You are viewing a plain text version of this content. The canonical link for it is here.
Posted to commits@spark.apache.org by ka...@apache.org on 2023/03/16 10:52:43 UTC

[spark] branch master updated: [SPARK-42819][SS] Add support for setting max_write_buffer_number and write_buffer_size for RocksDB used in streaming

This is an automated email from the ASF dual-hosted git repository.

kabhwan pushed a commit to branch master
in repository https://gitbox.apache.org/repos/asf/spark.git


The following commit(s) were added to refs/heads/master by this push:
     new bafb953f32e [SPARK-42819][SS] Add support for setting max_write_buffer_number and  write_buffer_size for RocksDB used in streaming
bafb953f32e is described below

commit bafb953f32e4f7c04f7f163354ec997bae8aa0e6
Author: Anish Shrigondekar <an...@databricks.com>
AuthorDate: Thu Mar 16 19:52:16 2023 +0900

    [SPARK-42819][SS] Add support for setting max_write_buffer_number and  write_buffer_size for RocksDB used in streaming
    
    ### What changes were proposed in this pull request?

· · ·

## Objective A
According to the Spark commit email, which two RocksDB settings does the change let users set?

· · ·

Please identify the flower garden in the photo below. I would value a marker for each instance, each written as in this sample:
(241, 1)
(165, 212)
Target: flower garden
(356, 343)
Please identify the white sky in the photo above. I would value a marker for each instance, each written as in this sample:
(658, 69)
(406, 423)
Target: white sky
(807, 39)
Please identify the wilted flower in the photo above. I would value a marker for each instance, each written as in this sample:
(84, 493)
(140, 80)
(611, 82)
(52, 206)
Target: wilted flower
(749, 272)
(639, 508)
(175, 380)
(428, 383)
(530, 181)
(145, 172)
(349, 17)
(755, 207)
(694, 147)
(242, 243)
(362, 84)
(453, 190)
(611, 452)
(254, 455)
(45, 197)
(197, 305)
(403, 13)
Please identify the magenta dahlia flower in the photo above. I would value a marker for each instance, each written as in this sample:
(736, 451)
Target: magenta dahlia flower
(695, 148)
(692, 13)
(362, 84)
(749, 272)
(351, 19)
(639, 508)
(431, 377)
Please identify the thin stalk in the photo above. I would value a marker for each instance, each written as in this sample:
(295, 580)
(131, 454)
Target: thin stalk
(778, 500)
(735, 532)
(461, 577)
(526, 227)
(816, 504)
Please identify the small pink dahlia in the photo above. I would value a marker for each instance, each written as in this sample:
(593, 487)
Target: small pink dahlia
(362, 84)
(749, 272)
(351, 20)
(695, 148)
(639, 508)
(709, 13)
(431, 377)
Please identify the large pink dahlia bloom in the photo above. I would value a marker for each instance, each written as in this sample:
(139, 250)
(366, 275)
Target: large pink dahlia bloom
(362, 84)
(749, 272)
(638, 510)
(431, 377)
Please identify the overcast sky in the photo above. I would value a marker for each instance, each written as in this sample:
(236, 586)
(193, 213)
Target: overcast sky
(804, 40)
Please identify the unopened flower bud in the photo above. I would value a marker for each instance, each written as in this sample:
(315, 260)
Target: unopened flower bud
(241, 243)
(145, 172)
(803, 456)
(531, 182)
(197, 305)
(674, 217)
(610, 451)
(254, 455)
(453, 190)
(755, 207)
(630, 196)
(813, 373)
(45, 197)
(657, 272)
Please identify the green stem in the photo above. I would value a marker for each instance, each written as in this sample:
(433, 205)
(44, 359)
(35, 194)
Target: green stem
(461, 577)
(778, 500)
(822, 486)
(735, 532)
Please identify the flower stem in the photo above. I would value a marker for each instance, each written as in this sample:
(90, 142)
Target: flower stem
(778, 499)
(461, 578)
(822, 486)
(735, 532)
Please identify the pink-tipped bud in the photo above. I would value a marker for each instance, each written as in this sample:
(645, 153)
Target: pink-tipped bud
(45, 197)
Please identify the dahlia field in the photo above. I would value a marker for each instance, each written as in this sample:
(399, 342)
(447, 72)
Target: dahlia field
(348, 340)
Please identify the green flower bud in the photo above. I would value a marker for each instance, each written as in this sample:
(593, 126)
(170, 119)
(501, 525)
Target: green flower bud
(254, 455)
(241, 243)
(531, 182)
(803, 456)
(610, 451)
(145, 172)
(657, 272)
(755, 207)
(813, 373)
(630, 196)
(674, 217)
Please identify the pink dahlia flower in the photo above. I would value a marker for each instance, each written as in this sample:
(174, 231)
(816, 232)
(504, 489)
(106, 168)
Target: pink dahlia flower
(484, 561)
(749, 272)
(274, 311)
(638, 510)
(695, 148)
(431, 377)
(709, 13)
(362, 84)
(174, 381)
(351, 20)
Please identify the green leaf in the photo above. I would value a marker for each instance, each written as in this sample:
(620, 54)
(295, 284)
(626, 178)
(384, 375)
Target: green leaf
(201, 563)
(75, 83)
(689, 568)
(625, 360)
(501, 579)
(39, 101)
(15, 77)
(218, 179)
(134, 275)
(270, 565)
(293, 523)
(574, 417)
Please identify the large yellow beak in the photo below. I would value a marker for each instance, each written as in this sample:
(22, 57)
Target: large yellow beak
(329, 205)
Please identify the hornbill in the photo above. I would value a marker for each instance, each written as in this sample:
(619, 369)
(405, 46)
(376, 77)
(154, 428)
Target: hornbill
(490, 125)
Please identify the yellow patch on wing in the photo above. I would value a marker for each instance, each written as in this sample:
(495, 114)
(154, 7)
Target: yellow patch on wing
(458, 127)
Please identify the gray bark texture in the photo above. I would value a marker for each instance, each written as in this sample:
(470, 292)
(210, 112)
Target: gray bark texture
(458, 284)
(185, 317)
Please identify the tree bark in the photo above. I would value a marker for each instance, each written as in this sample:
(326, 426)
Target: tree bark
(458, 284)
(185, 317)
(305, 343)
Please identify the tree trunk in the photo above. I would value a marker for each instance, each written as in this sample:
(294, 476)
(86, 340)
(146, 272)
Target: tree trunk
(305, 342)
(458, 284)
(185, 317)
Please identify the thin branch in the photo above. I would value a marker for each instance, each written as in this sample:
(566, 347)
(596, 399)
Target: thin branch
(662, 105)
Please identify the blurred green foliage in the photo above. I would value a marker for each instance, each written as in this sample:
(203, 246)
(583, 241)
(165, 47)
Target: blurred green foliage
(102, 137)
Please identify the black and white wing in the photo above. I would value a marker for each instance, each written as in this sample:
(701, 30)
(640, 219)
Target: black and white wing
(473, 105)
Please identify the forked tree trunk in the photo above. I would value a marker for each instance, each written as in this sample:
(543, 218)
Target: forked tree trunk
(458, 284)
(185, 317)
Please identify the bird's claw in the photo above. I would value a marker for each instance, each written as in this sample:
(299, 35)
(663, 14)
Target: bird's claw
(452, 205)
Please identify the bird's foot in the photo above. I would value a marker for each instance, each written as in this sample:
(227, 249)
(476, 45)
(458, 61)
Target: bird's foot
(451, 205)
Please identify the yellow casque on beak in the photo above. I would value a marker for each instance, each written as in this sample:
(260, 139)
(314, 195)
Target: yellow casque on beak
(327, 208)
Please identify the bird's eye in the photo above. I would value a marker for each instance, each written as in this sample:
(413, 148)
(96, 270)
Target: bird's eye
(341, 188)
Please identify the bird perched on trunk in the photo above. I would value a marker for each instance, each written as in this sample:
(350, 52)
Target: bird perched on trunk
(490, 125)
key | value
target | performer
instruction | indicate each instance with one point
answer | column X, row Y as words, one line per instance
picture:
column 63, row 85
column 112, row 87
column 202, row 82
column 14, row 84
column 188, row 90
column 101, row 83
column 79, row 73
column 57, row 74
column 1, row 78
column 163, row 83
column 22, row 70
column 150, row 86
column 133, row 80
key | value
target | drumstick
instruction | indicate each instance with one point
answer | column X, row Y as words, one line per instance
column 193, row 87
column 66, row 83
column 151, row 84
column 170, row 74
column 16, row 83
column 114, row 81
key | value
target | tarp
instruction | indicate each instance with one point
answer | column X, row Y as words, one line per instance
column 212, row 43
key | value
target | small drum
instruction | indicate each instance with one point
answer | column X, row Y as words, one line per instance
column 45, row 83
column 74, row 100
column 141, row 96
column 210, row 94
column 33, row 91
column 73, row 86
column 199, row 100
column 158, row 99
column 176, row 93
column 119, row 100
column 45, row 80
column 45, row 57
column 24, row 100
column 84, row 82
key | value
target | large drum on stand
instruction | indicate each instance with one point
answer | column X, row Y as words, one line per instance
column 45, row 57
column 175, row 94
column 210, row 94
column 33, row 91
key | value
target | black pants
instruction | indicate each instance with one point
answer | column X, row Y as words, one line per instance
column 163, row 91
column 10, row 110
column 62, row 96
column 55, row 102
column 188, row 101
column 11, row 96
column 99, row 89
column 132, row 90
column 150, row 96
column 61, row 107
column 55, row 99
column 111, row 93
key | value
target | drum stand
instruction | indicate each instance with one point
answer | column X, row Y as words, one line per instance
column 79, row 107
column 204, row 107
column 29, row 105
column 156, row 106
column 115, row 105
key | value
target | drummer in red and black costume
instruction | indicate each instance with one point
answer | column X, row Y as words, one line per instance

· · ·

## Objective B
Report every line of the records that contains the string "tree". Case counts.

## Answer A
max_write_buffer_number and write_buffer_size

## Answer B
Please identify the tree bark in the photo above. I would value a marker for each instance, each written as in this sample:
Target: tree bark
Please identify the tree trunk in the photo above. I would value a marker for each instance, each written as in this sample:
Target: tree trunk
Please identify the forked tree trunk in the photo above. I would value a marker for each instance, each written as in this sample:
Target: forked tree trunk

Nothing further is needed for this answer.